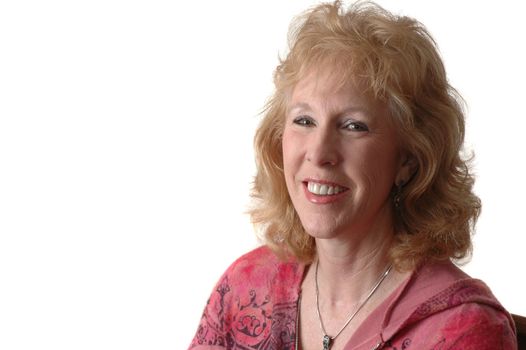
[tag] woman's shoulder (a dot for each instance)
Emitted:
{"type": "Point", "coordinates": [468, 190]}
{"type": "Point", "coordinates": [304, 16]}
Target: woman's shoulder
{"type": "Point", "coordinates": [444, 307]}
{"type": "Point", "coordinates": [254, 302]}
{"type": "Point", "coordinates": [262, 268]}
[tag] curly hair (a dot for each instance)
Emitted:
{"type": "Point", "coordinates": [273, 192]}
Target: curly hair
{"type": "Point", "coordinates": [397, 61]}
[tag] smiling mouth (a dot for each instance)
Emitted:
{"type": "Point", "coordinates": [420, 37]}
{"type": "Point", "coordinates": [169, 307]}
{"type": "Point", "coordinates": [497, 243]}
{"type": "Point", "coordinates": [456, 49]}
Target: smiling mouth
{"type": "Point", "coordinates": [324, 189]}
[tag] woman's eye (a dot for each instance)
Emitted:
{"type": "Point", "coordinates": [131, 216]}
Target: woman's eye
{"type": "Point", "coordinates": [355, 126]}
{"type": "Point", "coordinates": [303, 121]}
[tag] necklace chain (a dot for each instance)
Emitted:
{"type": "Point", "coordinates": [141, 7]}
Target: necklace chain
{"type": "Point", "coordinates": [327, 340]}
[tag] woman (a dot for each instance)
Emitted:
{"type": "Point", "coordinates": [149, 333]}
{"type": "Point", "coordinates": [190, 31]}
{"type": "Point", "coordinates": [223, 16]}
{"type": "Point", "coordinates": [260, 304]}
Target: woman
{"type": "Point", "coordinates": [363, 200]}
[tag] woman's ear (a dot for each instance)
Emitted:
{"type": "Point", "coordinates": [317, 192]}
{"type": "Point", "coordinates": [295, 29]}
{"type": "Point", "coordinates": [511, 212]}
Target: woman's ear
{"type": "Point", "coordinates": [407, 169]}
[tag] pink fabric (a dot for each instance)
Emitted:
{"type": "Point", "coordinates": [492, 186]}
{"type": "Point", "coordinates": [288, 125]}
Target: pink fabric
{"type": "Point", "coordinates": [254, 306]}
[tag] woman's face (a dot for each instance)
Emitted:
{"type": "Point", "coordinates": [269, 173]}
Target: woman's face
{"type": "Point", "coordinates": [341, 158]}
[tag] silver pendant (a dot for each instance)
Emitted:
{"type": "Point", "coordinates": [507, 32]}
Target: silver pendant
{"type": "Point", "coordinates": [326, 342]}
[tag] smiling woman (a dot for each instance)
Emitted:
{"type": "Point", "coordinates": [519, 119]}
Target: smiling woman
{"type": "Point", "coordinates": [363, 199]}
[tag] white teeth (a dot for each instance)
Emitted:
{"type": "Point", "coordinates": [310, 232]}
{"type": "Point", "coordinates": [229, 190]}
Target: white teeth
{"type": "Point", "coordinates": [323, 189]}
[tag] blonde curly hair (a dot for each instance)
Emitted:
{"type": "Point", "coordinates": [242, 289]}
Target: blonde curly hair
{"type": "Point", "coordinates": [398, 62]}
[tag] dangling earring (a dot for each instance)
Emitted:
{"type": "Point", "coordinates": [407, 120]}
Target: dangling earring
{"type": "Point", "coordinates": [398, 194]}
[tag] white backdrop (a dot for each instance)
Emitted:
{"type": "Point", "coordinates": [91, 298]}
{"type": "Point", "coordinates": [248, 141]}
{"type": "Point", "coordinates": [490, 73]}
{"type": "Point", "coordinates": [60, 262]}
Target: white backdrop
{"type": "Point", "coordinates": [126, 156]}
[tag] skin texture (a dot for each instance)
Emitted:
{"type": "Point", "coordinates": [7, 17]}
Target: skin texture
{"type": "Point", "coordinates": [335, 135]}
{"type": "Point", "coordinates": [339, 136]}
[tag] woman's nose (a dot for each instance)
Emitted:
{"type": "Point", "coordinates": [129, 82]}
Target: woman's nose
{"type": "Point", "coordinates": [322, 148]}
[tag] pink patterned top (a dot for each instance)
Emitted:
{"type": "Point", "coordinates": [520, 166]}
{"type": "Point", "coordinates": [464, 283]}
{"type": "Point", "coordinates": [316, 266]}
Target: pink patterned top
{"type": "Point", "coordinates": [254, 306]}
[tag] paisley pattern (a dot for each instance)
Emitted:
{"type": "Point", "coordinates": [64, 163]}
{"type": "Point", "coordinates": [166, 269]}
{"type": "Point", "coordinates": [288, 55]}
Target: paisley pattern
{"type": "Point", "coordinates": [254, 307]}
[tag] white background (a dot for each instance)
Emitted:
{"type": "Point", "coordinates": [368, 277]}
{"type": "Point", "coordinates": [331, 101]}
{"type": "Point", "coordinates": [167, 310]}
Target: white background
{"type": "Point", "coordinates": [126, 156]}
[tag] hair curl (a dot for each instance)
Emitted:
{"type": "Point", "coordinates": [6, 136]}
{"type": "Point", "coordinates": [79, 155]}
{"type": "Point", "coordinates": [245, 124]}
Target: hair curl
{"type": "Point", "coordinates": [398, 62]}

Assigned task:
Would you set down every line of the data above exactly, skipping the pictures?

Solved problem:
[tag] woman's shoulder (a dot for each instance)
Emitted:
{"type": "Point", "coordinates": [468, 190]}
{"type": "Point", "coordinates": [304, 16]}
Target: woman's shoulder
{"type": "Point", "coordinates": [444, 307]}
{"type": "Point", "coordinates": [254, 302]}
{"type": "Point", "coordinates": [262, 268]}
[tag] curly hair (a dot for each instance)
Emitted:
{"type": "Point", "coordinates": [273, 192]}
Target: curly hair
{"type": "Point", "coordinates": [397, 61]}
[tag] smiling mouth (a dot for each instance)
Emitted:
{"type": "Point", "coordinates": [420, 37]}
{"type": "Point", "coordinates": [169, 307]}
{"type": "Point", "coordinates": [497, 243]}
{"type": "Point", "coordinates": [456, 49]}
Target: smiling mouth
{"type": "Point", "coordinates": [324, 189]}
[tag] woman's eye (a dot for each instance)
Emitted:
{"type": "Point", "coordinates": [131, 216]}
Target: woman's eye
{"type": "Point", "coordinates": [355, 126]}
{"type": "Point", "coordinates": [303, 121]}
[tag] necklace chain (a dot for each instance)
Emitted:
{"type": "Point", "coordinates": [141, 7]}
Target: necklace chain
{"type": "Point", "coordinates": [327, 340]}
[tag] woman (a dot for each instance)
Emitted:
{"type": "Point", "coordinates": [149, 333]}
{"type": "Point", "coordinates": [190, 31]}
{"type": "Point", "coordinates": [223, 16]}
{"type": "Point", "coordinates": [260, 304]}
Target: woman
{"type": "Point", "coordinates": [363, 200]}
[tag] woman's ear (a dot for each instance)
Emitted:
{"type": "Point", "coordinates": [317, 192]}
{"type": "Point", "coordinates": [295, 29]}
{"type": "Point", "coordinates": [511, 212]}
Target: woman's ear
{"type": "Point", "coordinates": [407, 169]}
[tag] pink fabric (a dot for each instance)
Emitted:
{"type": "Point", "coordinates": [492, 186]}
{"type": "Point", "coordinates": [288, 125]}
Target: pink fabric
{"type": "Point", "coordinates": [254, 306]}
[tag] woman's face (a dot for each instance)
Emitted:
{"type": "Point", "coordinates": [269, 173]}
Target: woman's face
{"type": "Point", "coordinates": [341, 158]}
[tag] silver pendant (a dot for each instance)
Emitted:
{"type": "Point", "coordinates": [507, 32]}
Target: silver pendant
{"type": "Point", "coordinates": [326, 342]}
[tag] smiling woman (a dot for each instance)
Emitted:
{"type": "Point", "coordinates": [519, 119]}
Target: smiling woman
{"type": "Point", "coordinates": [363, 199]}
[tag] white teeth (a dot for each instance)
Emitted:
{"type": "Point", "coordinates": [310, 232]}
{"type": "Point", "coordinates": [229, 190]}
Target: white teeth
{"type": "Point", "coordinates": [323, 189]}
[tag] blonde curly hair (a dot for each instance)
Emitted:
{"type": "Point", "coordinates": [242, 289]}
Target: blonde curly hair
{"type": "Point", "coordinates": [398, 62]}
[tag] dangling earring (a dot for each instance)
Emitted:
{"type": "Point", "coordinates": [407, 120]}
Target: dangling earring
{"type": "Point", "coordinates": [398, 194]}
[tag] white backdrop (a dot for each instance)
Emitted:
{"type": "Point", "coordinates": [91, 298]}
{"type": "Point", "coordinates": [248, 141]}
{"type": "Point", "coordinates": [490, 73]}
{"type": "Point", "coordinates": [60, 262]}
Target: white backdrop
{"type": "Point", "coordinates": [126, 156]}
[tag] skin texture (a dot for each instance)
Emitted:
{"type": "Point", "coordinates": [7, 17]}
Target: skin texture
{"type": "Point", "coordinates": [335, 135]}
{"type": "Point", "coordinates": [339, 136]}
[tag] woman's nose (a dot for each instance)
Emitted:
{"type": "Point", "coordinates": [129, 82]}
Target: woman's nose
{"type": "Point", "coordinates": [322, 148]}
[tag] pink patterned top (a dot for each instance)
Emitted:
{"type": "Point", "coordinates": [520, 166]}
{"type": "Point", "coordinates": [464, 283]}
{"type": "Point", "coordinates": [316, 266]}
Target: pink patterned top
{"type": "Point", "coordinates": [254, 306]}
[tag] paisley pattern (a dot for each instance)
Emitted:
{"type": "Point", "coordinates": [64, 163]}
{"type": "Point", "coordinates": [166, 269]}
{"type": "Point", "coordinates": [288, 55]}
Target: paisley pattern
{"type": "Point", "coordinates": [254, 307]}
[tag] white background (a dot for each instance)
Emitted:
{"type": "Point", "coordinates": [368, 277]}
{"type": "Point", "coordinates": [331, 101]}
{"type": "Point", "coordinates": [167, 310]}
Target: white background
{"type": "Point", "coordinates": [126, 156]}
[tag] hair curl (a dot for each instance)
Emitted:
{"type": "Point", "coordinates": [6, 136]}
{"type": "Point", "coordinates": [79, 155]}
{"type": "Point", "coordinates": [245, 124]}
Target: hair curl
{"type": "Point", "coordinates": [398, 62]}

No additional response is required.